** Exercise **
Copy out the lines below word for word, starting with the line containing "Return the outline of every instance of the vertical" and continuing through the line containing "497 324 L 534", both included.

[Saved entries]
[BEGIN]
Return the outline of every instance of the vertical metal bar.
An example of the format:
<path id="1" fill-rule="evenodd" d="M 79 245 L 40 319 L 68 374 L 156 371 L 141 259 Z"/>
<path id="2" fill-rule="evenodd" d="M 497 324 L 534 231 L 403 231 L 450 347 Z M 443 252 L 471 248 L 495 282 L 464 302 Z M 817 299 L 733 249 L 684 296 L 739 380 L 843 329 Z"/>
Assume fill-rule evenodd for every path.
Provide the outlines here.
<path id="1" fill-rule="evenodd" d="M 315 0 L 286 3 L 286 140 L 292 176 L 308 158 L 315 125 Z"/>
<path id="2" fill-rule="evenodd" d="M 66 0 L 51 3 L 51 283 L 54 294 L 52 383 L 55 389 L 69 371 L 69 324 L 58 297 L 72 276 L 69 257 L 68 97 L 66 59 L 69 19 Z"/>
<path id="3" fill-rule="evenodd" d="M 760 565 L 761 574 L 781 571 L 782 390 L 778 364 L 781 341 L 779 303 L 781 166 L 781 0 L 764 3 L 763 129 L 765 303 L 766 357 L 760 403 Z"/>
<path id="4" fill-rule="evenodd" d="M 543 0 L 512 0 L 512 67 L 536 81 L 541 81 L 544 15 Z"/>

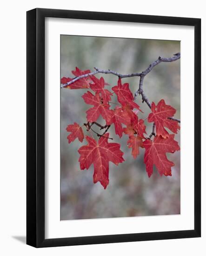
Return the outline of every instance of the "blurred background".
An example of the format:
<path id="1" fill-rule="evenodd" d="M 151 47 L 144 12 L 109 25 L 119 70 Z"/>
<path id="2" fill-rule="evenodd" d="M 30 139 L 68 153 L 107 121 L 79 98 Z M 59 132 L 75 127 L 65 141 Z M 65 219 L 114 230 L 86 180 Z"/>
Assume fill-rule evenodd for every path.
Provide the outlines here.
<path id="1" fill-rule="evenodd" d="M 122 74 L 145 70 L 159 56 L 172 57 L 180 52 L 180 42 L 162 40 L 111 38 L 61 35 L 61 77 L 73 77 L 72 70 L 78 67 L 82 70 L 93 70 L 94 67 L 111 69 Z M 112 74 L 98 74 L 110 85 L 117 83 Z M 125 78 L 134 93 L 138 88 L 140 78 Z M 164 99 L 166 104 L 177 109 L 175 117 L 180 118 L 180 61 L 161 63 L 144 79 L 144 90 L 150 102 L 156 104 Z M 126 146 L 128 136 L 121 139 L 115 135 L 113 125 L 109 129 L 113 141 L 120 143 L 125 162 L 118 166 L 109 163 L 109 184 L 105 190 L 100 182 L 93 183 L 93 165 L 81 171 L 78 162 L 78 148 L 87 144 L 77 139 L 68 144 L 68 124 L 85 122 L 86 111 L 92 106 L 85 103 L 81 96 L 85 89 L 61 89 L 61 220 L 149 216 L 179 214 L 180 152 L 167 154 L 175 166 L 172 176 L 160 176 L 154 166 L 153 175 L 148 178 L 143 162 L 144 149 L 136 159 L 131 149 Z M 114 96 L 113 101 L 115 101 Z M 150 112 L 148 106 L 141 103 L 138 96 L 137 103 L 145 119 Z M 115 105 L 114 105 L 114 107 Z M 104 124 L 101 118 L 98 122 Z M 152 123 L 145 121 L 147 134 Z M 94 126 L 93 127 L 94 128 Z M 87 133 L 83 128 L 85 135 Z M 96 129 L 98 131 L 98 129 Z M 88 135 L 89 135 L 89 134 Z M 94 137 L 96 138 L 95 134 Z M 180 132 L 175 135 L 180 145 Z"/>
[END]
[BEGIN]
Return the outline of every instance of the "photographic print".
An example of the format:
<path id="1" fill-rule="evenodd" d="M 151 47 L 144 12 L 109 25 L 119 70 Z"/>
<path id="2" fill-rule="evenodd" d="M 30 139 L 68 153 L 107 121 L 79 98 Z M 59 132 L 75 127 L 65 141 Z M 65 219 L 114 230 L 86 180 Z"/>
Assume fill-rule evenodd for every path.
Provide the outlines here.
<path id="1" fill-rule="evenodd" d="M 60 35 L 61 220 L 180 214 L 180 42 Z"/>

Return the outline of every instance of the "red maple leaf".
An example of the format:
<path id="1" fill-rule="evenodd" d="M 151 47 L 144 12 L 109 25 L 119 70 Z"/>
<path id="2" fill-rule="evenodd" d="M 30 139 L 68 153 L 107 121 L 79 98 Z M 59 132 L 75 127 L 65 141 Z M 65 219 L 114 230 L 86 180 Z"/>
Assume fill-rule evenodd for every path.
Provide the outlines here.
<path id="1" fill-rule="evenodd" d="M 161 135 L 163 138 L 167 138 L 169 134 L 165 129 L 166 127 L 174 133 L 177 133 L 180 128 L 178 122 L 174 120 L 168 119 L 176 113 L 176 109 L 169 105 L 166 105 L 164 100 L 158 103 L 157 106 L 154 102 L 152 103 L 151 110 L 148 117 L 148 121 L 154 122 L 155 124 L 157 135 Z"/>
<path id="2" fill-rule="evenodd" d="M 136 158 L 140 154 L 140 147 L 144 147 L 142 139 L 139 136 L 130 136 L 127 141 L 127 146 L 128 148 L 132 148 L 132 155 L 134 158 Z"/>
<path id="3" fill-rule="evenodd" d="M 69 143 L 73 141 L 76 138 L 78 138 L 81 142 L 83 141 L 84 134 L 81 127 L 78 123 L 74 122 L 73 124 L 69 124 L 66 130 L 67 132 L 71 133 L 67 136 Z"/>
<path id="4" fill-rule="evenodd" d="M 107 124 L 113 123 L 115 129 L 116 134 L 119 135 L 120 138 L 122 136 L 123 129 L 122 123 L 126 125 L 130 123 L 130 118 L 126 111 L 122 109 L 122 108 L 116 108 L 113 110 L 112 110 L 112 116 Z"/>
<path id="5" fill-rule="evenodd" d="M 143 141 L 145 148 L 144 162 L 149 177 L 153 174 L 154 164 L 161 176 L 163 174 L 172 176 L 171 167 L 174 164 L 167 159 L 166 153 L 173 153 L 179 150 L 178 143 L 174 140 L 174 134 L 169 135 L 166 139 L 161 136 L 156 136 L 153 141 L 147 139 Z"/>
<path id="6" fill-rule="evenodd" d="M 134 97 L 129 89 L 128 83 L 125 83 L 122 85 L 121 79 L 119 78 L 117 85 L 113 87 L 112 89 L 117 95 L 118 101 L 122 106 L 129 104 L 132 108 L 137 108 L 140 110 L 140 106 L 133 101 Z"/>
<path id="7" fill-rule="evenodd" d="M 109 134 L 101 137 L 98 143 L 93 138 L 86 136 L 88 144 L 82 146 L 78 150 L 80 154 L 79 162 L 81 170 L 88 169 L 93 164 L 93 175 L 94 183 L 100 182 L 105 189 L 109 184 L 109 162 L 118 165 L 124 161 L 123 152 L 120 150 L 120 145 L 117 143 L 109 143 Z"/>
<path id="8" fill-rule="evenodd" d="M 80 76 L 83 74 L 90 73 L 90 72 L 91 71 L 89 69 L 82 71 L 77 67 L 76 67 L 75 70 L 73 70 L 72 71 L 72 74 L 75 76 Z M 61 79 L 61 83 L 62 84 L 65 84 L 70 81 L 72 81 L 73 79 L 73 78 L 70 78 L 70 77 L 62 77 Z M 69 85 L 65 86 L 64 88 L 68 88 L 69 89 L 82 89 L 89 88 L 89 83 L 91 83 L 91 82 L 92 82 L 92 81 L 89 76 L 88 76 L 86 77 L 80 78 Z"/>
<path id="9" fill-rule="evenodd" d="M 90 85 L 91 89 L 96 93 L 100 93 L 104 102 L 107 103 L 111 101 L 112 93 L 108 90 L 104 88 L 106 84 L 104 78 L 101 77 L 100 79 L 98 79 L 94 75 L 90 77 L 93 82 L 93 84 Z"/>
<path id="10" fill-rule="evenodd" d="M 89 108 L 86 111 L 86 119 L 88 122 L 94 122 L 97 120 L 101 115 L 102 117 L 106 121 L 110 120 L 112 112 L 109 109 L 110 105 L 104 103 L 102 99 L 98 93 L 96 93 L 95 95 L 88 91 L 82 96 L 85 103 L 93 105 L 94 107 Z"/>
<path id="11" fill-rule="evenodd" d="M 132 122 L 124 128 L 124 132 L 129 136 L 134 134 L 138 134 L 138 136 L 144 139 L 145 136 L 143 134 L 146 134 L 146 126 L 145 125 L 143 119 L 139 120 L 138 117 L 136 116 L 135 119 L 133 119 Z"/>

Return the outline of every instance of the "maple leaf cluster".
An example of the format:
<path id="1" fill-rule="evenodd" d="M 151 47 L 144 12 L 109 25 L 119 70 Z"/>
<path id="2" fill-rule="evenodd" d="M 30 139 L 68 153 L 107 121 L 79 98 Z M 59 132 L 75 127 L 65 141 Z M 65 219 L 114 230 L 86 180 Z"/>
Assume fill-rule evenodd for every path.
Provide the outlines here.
[END]
** Result for this task **
Return the outline of every instance of the vertical metal bar.
An example of the format:
<path id="1" fill-rule="evenodd" d="M 79 245 L 40 319 L 68 374 L 156 371 L 141 259 Z"/>
<path id="2" fill-rule="evenodd" d="M 497 324 L 534 231 L 403 231 L 450 347 Z M 443 252 L 471 248 L 495 282 L 464 302 Z M 817 299 L 733 249 L 684 296 L 739 380 L 843 329 Z"/>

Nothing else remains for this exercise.